## Your instructions
Extract every item below verbatim, line for line, and leave the pictures out.

## Data records

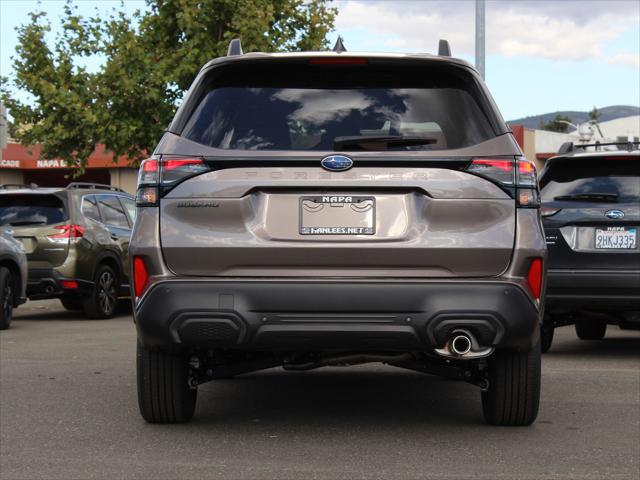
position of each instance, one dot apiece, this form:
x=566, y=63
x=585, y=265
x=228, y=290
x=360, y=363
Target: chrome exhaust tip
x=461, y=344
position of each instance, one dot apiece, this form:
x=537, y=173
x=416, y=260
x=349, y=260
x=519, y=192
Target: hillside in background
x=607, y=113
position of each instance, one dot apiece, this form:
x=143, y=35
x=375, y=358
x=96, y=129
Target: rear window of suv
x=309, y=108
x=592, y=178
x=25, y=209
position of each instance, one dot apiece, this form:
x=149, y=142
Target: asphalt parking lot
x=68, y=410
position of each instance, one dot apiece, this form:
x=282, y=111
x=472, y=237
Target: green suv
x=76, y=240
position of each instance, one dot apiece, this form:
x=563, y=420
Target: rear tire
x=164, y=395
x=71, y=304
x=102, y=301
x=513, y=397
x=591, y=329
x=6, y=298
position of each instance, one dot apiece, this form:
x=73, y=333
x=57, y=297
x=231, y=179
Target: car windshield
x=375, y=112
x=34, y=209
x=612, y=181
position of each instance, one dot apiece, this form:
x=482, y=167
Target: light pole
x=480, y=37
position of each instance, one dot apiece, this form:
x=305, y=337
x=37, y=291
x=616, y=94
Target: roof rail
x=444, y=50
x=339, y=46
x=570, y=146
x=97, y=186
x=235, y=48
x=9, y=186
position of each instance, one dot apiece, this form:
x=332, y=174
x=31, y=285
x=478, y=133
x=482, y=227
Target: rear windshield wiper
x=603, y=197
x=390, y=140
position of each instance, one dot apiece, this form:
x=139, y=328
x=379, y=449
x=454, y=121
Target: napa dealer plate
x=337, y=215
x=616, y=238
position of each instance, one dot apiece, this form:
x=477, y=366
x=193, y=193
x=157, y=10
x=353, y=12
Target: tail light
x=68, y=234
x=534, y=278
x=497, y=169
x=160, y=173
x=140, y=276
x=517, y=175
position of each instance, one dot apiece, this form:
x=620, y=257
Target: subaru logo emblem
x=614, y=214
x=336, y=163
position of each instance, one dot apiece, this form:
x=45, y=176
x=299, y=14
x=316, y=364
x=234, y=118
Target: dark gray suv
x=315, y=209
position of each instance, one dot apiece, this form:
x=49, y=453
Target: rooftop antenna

## Answer to this task
position of each instance, one dot apiece, this form:
x=566, y=63
x=585, y=265
x=228, y=290
x=360, y=363
Target: chrome exhaust tip
x=461, y=344
position of each instance, one dot apiece, this form:
x=537, y=173
x=416, y=260
x=349, y=260
x=519, y=192
Target: hillside in background
x=607, y=113
position of each instance, one dot apiece, this form:
x=143, y=35
x=375, y=358
x=96, y=129
Target: rear window of suv
x=309, y=108
x=592, y=178
x=25, y=209
position of each instance, one dot apiece, this form:
x=149, y=142
Target: asphalt parking lot
x=68, y=410
position of each instance, one dot apiece, this form:
x=282, y=111
x=472, y=237
Target: green suv
x=76, y=240
position of each instance, one dot apiece, this form:
x=563, y=420
Target: rear tire
x=164, y=395
x=71, y=304
x=102, y=301
x=513, y=397
x=591, y=329
x=6, y=298
position of each instance, one dot apiece, this form:
x=73, y=333
x=57, y=297
x=231, y=179
Target: car windshield
x=375, y=112
x=34, y=209
x=612, y=181
position of each instance, one dot apiece, this form:
x=482, y=167
Target: light pole
x=480, y=37
position of each instance, one dot apiece, this form:
x=305, y=337
x=37, y=291
x=616, y=94
Target: roof rail
x=444, y=50
x=339, y=46
x=570, y=146
x=97, y=186
x=235, y=48
x=9, y=186
position of each instance, one dot apiece, this form:
x=332, y=174
x=31, y=285
x=478, y=133
x=482, y=227
Target: rear windshield wiper
x=603, y=197
x=390, y=140
position of each instance, one dot apiece, this form:
x=139, y=328
x=379, y=449
x=454, y=121
Target: napa dealer plate
x=337, y=215
x=616, y=238
position of each instance, one dot apiece, this form:
x=477, y=366
x=193, y=193
x=157, y=10
x=353, y=12
Target: tail light
x=68, y=234
x=534, y=278
x=497, y=169
x=160, y=173
x=140, y=276
x=517, y=175
position of each instance, one dot apiece, this form:
x=620, y=257
Target: subaru logo emblem
x=614, y=214
x=336, y=163
position of each instance, one dot apiece, this form:
x=45, y=176
x=299, y=14
x=316, y=364
x=234, y=118
Target: dark gray suv
x=315, y=209
position of each instance, one dot apiece, this form:
x=49, y=453
Target: rooftop antenna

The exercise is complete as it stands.